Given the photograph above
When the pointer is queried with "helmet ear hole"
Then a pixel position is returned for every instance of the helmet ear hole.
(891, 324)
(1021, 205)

● **Written instruction**:
Copy every line of the material above, requests included, and add 16 to each coordinate in the answers.

● **Full output**:
Given the photograph above
When the pointer is queried with "helmet ear hole"
Then a pixel position is returned for every instance of the helmet ear hole.
(907, 340)
(1037, 221)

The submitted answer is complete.